ACTION ITEM. All of the data that follows is to be printed exactly, without pictures.

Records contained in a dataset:
*** Begin section ***

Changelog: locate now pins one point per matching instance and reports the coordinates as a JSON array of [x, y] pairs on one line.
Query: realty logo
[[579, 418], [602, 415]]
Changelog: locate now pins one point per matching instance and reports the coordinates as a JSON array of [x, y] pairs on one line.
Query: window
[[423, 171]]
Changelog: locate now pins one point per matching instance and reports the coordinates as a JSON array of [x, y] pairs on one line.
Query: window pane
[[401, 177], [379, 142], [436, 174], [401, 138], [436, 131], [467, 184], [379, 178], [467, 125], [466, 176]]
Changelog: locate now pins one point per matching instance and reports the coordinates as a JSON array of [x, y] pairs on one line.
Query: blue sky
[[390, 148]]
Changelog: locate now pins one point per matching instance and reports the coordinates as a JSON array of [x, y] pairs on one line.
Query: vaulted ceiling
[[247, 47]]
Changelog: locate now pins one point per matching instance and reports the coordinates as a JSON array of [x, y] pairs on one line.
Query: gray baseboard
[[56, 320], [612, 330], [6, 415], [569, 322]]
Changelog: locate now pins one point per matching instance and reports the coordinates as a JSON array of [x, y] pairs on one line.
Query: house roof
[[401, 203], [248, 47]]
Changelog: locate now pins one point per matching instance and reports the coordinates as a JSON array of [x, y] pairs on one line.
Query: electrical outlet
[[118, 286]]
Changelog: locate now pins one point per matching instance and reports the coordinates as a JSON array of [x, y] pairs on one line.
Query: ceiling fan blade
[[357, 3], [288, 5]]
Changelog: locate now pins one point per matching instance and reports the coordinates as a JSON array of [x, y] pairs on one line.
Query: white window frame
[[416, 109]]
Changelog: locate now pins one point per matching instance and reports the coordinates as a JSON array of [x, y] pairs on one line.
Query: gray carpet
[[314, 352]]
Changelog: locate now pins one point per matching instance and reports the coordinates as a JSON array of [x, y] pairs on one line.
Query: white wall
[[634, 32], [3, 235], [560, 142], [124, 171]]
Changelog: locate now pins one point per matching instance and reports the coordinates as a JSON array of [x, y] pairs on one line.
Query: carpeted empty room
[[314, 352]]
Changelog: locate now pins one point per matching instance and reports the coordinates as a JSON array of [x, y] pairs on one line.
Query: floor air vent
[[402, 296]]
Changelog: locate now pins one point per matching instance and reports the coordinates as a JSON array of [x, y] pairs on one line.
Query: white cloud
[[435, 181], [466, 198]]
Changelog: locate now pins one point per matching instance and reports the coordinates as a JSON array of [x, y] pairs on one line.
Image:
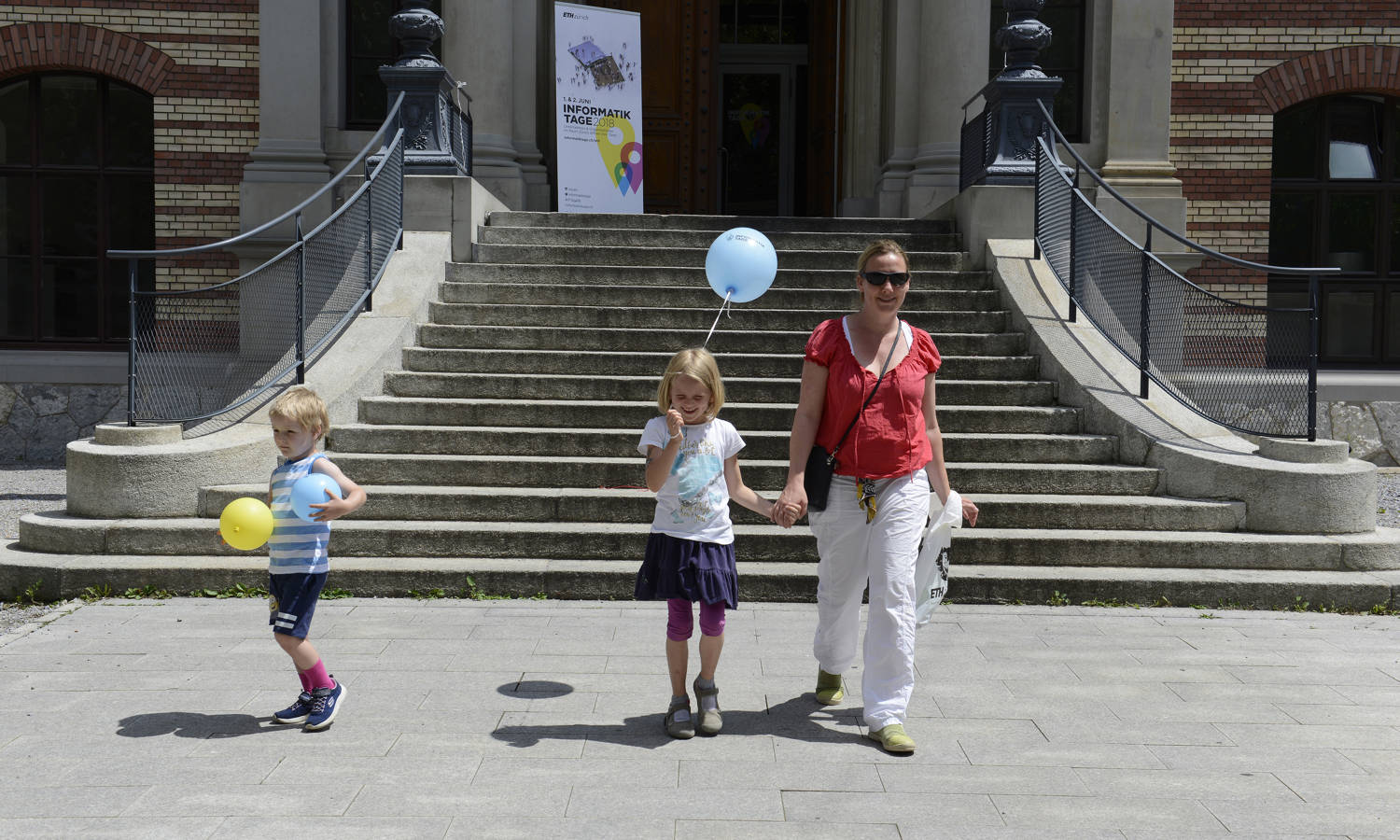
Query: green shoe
[[892, 738], [829, 691]]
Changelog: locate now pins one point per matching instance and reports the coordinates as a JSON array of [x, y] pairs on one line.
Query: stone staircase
[[506, 445]]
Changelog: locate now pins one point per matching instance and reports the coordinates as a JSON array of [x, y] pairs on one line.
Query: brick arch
[[30, 48], [1346, 69]]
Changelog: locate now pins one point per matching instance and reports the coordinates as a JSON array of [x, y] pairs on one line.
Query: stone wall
[[38, 422], [1372, 428]]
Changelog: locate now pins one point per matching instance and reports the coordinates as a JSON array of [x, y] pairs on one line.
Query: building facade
[[1267, 131]]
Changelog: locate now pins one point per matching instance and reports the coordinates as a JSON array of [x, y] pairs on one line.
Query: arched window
[[1336, 202], [76, 178]]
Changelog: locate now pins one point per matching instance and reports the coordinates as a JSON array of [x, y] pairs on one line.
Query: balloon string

*** End section ***

ANSWER TO THIS EXERCISE.
Changelog: locate now pins one point per matching instance and reports the coordinates as a JSON array of [x, y] pairs on one line.
Query: realty logo
[[579, 418], [602, 415]]
Changelog: locate now pins one point per matching instance and reports the coordinates as a JSON array of [x, y] pairs on one line.
Query: window
[[423, 171]]
Changelog: locate now pins one point per matching instance and reports the coordinates as a JSON array of [x, y] pairs on one line.
Query: window pane
[[401, 177], [379, 142], [436, 174], [401, 138], [436, 131], [467, 184], [379, 178], [467, 125], [466, 176]]
Changelog: locate now pins one point per matching instance and reports the coordinates as a JSON array of [x, y] pairs on one line.
Query: blue sky
[[390, 148]]
Changelog: locate now pins one point per matching instance and reports the coordinates as a JSON array of [x, y] pairs on one line.
Query: vaulted ceiling
[[247, 47]]
Changelog: locate now pins one point per matching instance and reports the coordinates as a JSON array of [x, y] pairs on one line.
Query: gray baseboard
[[56, 320], [612, 330], [6, 415], [569, 322]]
Changelog: locate now pins one point per matching instance and reports the coordinates as a JSON array of [x, y] pairs on one line.
Query: house roof
[[401, 203], [248, 47]]
Changelog: locate now pins one point per matching instance and reports the coordinates as a JSON array of [x, y] pairs on one line.
Query: electrical outlet
[[118, 286]]
Changelog: locate now pins one point per matching instance and reports the coordinates as a JSON array of [x, y] pairs on one line.
Query: ceiling fan blade
[[357, 3], [288, 5]]
Changelog: locate now pins one point per matching instance and reports the coordinates as a JSON array of [x, y] pairs on one line.
Query: white window frame
[[416, 109]]
Changelog: locate now pins one point per matching instance and reports the coordinates as a JSON array of [x, y] pairs on one line.
Query: gray carpet
[[314, 352]]
Changelog: locate now pins one point per matching instance and reports the coordinates as a JSON array of [x, y] pairs on one line.
Query: white wall
[[634, 32], [3, 235], [560, 142], [124, 171]]
Changelog: locate now pins one point per matching instance and reports the coordinates as a JSON array of [x, y] pairs on one line.
Query: carpeted empty room
[[314, 352]]
Changelog: locate now pins one point per matching instance and reports the coordinates as a JSON array of [x, y] pairs on one line.
Query: floor air vent
[[402, 296]]
Changelog: locate now pins one point per matching instance and reports the coordinates as a JSON array of [x, y] pairs on one line.
Query: white cloud
[[435, 181], [466, 198]]
Changelog: locate now pins one point per matching instance and reports the coordinates as a JSON array of [x, y] pairs on one line.
Image:
Query: green shoe
[[892, 738], [829, 691]]
Changelog: locate now pins one point per matching instance and reports the coordinates as a JSON array of [x, y] pairs on one line.
Query: stone staircase
[[506, 445]]
Changelog: locate now pins one point per matching instance and reports the coordinates as a JSON array of [x, y] pairs on one line.
Query: brick arch
[[30, 48], [1346, 69]]
Changelog: locate now pins one point per matching instance and reports the coordinates as a JSON array of [x, y] pairs on one line.
Query: stone wall
[[38, 422], [1372, 428]]
Changelog: locate now pins one point per matching instance and reports the coordinates as a JSON array of [x, y] pairs on one line.
Query: building facade
[[1267, 131]]
Changelog: locate now pins one point per matching instance and reports the coordinates as a JSON array of [x, y] pairs on one line.
Query: arched window
[[1336, 202], [76, 178]]
Changelog: locate now pins one point per matching instance and reports the coordinates as a JSON array of [x, y] pairs on one line.
Query: balloon string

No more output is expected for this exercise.